• **Request A**: Which rows contain the string "groom"? List each of them in full, matching case exactly.

• **Source extract**:
________________

In asymmetrical warfare, the “underdog” adversary force doesn’t need a coherent strategy or a structured chain of command. Such things are, in fact, a vulnerability to the adversary. “Shared purpose” and “dispersed” actors are a critical strength in this kind of conflict, and make it far more difficult for a conventional military force to achieve victory over its dispersed opponent.
Today’s U.S. military was designed to defeat adversaries through principles of “maneuver” warfare, which allows it to quickly win in battle by applying superior weapons, communications, mobility and command and control doctrine against the enemy’s center of gravity.

________________

• **Available data**:
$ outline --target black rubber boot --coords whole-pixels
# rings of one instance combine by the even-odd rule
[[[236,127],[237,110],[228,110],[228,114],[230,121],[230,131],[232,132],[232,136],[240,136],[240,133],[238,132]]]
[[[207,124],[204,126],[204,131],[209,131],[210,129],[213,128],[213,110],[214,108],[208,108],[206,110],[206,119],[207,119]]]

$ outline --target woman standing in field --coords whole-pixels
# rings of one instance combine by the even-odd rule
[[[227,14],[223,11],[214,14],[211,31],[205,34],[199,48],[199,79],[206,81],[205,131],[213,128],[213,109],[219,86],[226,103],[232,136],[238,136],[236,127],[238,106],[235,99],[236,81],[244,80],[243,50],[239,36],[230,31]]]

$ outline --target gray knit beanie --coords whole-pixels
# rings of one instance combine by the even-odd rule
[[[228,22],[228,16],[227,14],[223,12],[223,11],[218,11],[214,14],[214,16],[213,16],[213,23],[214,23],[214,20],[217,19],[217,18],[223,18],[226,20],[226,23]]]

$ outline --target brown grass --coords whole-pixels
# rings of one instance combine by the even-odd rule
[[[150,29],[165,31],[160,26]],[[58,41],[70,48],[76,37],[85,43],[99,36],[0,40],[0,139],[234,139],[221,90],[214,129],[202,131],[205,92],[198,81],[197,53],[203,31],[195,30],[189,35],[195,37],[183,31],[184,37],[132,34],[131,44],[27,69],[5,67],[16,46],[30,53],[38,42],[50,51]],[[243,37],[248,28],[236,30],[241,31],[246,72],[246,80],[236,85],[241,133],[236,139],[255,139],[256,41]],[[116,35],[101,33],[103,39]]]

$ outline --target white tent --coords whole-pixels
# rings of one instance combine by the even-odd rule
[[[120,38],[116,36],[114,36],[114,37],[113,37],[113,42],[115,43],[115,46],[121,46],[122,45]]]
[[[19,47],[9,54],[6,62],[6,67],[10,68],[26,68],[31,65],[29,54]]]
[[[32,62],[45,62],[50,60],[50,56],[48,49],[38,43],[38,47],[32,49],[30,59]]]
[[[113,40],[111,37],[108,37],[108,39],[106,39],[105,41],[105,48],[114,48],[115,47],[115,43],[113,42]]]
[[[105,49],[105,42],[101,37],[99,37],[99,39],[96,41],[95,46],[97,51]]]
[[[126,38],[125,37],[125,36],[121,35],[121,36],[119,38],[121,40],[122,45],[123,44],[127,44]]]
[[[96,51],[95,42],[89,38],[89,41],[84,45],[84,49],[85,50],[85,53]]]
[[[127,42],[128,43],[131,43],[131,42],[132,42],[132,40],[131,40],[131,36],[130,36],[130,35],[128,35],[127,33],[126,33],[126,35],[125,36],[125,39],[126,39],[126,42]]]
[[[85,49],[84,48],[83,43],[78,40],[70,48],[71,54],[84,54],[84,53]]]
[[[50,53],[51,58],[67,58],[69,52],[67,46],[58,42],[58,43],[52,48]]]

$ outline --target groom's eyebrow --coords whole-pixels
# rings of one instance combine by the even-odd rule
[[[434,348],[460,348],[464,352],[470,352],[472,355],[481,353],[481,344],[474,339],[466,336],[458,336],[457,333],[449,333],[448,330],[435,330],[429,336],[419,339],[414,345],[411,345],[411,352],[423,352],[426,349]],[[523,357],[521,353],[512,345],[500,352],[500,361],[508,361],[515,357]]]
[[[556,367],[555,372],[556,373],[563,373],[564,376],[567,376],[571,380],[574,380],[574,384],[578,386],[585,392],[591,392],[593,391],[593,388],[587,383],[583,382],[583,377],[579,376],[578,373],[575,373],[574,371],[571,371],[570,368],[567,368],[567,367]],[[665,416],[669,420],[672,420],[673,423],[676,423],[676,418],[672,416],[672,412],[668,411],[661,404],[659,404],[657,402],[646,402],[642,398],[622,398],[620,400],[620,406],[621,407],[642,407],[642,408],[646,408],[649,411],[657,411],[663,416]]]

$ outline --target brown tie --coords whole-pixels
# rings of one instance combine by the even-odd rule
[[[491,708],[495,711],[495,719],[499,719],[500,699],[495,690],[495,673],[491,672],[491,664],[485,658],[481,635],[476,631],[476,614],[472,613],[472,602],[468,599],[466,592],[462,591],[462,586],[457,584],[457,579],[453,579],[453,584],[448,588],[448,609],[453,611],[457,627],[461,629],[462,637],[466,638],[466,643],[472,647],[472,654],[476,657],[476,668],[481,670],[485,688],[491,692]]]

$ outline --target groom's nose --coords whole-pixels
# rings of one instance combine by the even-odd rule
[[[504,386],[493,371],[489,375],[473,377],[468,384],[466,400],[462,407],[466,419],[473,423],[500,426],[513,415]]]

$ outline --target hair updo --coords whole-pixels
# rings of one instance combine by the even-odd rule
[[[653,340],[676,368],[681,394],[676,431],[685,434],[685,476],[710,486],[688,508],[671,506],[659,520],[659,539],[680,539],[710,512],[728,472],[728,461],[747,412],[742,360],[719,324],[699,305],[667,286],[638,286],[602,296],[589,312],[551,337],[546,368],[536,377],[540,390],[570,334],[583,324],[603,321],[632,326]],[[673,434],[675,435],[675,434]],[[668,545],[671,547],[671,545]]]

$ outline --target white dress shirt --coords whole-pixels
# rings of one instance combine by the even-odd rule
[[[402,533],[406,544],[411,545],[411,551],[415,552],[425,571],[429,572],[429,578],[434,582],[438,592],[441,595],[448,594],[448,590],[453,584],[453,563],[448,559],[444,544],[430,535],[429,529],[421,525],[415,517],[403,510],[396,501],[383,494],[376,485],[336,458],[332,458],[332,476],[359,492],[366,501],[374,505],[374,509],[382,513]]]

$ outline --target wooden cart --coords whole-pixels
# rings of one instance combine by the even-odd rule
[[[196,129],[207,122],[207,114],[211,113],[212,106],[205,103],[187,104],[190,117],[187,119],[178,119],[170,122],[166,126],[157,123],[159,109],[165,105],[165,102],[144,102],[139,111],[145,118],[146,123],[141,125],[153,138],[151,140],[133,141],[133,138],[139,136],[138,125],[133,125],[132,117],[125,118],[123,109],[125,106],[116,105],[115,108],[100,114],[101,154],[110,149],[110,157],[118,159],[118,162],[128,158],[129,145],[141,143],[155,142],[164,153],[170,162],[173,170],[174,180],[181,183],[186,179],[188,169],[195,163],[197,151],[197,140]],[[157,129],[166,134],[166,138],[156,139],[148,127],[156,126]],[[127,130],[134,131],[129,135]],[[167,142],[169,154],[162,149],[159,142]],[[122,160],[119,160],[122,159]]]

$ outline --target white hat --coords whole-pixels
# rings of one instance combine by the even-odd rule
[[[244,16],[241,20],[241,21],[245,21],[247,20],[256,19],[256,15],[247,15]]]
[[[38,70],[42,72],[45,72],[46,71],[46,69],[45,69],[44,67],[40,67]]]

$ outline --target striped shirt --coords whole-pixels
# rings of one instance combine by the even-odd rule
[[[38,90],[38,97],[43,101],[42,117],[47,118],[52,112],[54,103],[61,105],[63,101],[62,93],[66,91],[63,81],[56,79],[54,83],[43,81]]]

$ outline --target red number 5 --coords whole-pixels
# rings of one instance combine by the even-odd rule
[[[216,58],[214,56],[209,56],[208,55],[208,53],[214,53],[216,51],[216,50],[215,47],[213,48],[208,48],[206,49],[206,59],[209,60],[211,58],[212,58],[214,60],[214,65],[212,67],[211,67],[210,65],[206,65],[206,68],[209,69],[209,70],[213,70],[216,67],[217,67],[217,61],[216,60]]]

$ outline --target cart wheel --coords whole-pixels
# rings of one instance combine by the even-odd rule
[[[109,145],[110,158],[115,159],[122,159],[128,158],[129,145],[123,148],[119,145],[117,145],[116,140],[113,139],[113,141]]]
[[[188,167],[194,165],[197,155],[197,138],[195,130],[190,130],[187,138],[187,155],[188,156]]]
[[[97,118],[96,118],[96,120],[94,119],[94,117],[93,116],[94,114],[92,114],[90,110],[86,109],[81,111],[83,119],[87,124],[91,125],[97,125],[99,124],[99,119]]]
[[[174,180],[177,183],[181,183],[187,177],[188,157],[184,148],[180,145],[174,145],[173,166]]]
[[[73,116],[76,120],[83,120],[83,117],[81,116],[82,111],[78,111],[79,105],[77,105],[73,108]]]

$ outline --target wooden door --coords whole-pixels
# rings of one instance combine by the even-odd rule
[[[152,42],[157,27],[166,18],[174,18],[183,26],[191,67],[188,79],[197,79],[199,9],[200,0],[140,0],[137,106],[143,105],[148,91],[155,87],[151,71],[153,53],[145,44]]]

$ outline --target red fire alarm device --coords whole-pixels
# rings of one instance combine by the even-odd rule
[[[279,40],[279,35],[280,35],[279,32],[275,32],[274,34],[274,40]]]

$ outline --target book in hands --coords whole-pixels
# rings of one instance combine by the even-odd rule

________________

• **Request B**: Could you print the passage on asymmetrical warfare word for word, from "In asymmetrical warfare, the" up to and including "center of gravity."?

• **Full answer A**:
$ outline --target groom's eyebrow --coords whole-pixels
$ outline --target groom's nose --coords whole-pixels

• **Full answer B**:
In asymmetrical warfare, the “underdog” adversary force doesn’t need a coherent strategy or a structured chain of command. Such things are, in fact, a vulnerability to the adversary. “Shared purpose” and “dispersed” actors are a critical strength in this kind of conflict, and make it far more difficult for a conventional military force to achieve victory over its dispersed opponent.
Today’s U.S. military was designed to defeat adversaries through principles of “maneuver” warfare, which allows it to quickly win in battle by applying superior weapons, communications, mobility and command and control doctrine against the enemy’s center of gravity.